> Exercise directions
Which lines in the data below contain the string "sports", with uppercase and lowercase letters treated as different? Pick out each such line and copy it in full.

- - -

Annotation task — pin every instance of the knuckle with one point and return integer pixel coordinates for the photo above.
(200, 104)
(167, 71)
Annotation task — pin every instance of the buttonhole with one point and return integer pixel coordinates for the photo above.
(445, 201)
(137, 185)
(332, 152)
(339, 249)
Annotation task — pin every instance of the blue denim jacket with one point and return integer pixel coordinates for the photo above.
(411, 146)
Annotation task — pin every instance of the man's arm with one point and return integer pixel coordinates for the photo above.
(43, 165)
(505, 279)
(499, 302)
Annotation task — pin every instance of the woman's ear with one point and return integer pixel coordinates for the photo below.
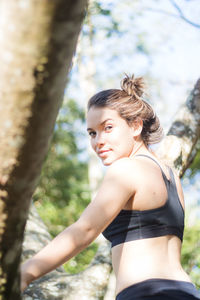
(137, 127)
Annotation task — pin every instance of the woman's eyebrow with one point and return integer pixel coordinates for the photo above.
(102, 123)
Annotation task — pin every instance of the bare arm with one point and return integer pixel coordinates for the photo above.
(114, 192)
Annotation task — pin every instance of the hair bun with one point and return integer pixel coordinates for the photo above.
(134, 87)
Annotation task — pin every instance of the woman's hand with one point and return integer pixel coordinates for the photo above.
(25, 277)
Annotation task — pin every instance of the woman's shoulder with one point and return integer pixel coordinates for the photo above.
(125, 168)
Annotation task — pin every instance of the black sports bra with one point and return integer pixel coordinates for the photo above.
(130, 225)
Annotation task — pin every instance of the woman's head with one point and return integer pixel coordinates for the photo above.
(131, 107)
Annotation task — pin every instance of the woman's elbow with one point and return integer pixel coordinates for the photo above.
(85, 234)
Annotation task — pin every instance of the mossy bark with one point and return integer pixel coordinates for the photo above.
(38, 39)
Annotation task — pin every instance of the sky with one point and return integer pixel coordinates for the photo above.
(150, 42)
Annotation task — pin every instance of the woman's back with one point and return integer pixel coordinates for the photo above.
(157, 255)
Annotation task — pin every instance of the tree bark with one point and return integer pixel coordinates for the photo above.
(178, 147)
(37, 42)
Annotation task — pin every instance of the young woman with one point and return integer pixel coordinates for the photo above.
(139, 206)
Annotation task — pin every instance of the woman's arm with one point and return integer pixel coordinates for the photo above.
(114, 192)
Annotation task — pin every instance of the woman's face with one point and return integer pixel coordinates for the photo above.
(111, 137)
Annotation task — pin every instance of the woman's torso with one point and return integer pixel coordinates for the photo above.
(157, 257)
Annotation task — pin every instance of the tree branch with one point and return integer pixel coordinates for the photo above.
(179, 16)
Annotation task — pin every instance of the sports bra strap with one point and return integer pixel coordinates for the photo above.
(158, 165)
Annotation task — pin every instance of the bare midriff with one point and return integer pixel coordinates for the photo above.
(136, 261)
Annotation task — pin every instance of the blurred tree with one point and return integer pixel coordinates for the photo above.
(38, 39)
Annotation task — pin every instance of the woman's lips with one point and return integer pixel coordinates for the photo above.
(103, 153)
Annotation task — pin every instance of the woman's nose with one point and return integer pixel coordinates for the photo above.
(100, 140)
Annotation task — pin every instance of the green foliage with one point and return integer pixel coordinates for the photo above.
(63, 190)
(191, 253)
(195, 166)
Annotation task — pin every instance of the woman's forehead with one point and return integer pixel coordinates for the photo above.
(97, 115)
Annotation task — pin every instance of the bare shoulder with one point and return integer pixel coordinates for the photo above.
(123, 166)
(125, 170)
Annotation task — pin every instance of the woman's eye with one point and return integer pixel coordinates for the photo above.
(92, 133)
(108, 127)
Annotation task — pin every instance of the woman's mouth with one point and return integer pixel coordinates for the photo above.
(103, 153)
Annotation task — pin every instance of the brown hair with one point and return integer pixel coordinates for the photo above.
(129, 104)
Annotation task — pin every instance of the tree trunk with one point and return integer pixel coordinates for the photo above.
(91, 284)
(38, 39)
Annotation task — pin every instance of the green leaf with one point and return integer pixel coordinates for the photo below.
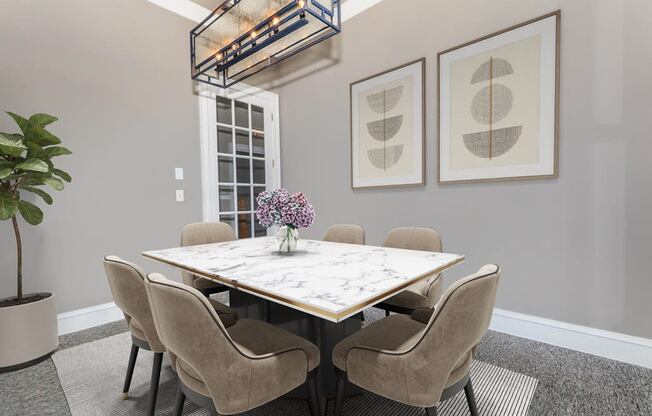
(8, 205)
(33, 165)
(20, 120)
(41, 136)
(44, 195)
(62, 174)
(10, 145)
(34, 150)
(31, 181)
(4, 172)
(41, 120)
(32, 214)
(55, 183)
(8, 140)
(56, 151)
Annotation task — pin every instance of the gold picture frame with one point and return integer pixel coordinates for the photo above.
(411, 133)
(540, 159)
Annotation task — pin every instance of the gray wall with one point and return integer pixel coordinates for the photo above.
(574, 249)
(116, 73)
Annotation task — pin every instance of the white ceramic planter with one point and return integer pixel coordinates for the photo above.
(27, 333)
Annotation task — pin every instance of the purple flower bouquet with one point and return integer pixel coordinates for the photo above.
(289, 211)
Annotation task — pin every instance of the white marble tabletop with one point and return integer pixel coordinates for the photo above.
(330, 280)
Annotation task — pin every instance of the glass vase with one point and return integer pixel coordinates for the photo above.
(287, 239)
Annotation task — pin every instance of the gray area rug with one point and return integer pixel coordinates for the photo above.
(92, 374)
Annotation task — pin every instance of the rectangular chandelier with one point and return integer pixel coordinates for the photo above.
(242, 37)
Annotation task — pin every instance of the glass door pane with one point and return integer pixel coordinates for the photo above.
(242, 170)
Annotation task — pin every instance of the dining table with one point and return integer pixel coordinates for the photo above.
(319, 292)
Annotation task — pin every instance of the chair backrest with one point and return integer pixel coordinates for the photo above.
(345, 233)
(414, 238)
(126, 281)
(204, 233)
(460, 320)
(191, 331)
(424, 239)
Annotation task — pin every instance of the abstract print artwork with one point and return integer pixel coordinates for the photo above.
(387, 113)
(498, 105)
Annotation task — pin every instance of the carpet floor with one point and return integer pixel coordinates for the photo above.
(91, 376)
(569, 382)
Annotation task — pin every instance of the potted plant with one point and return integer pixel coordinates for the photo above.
(28, 322)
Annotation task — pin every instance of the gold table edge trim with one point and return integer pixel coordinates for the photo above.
(332, 316)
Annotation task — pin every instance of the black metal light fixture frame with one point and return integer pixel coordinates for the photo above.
(217, 69)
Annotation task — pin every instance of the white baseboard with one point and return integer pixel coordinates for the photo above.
(612, 345)
(88, 317)
(620, 347)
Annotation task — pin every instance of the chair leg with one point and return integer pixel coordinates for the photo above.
(268, 311)
(339, 393)
(130, 371)
(178, 404)
(470, 398)
(153, 387)
(313, 399)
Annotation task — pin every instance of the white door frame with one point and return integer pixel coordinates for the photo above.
(208, 140)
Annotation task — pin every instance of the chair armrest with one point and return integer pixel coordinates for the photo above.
(422, 315)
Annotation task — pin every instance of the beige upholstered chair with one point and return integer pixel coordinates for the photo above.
(205, 233)
(345, 233)
(126, 281)
(426, 358)
(426, 293)
(230, 370)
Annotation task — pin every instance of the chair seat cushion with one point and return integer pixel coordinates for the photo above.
(394, 333)
(227, 315)
(191, 378)
(258, 338)
(460, 369)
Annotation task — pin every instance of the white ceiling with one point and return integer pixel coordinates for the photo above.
(197, 10)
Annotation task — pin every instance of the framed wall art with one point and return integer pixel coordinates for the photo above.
(388, 128)
(499, 105)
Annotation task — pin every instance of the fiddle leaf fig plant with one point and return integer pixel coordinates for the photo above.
(26, 167)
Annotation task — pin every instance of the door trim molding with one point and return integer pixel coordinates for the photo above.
(207, 135)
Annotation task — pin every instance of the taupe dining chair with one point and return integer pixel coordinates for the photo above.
(345, 233)
(229, 370)
(426, 293)
(126, 281)
(423, 359)
(205, 233)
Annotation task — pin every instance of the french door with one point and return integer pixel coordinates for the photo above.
(240, 153)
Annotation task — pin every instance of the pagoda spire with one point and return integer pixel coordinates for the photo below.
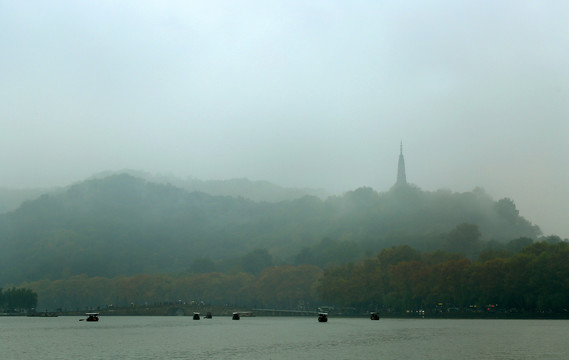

- - -

> Reply
Annotation task — pin every instance of the black sports bra with one point and return integer pixel coordinates for the photo above.
Annotation task — pin every instance of the sports bra strap with one point and return integer pixel coordinates for the photo above.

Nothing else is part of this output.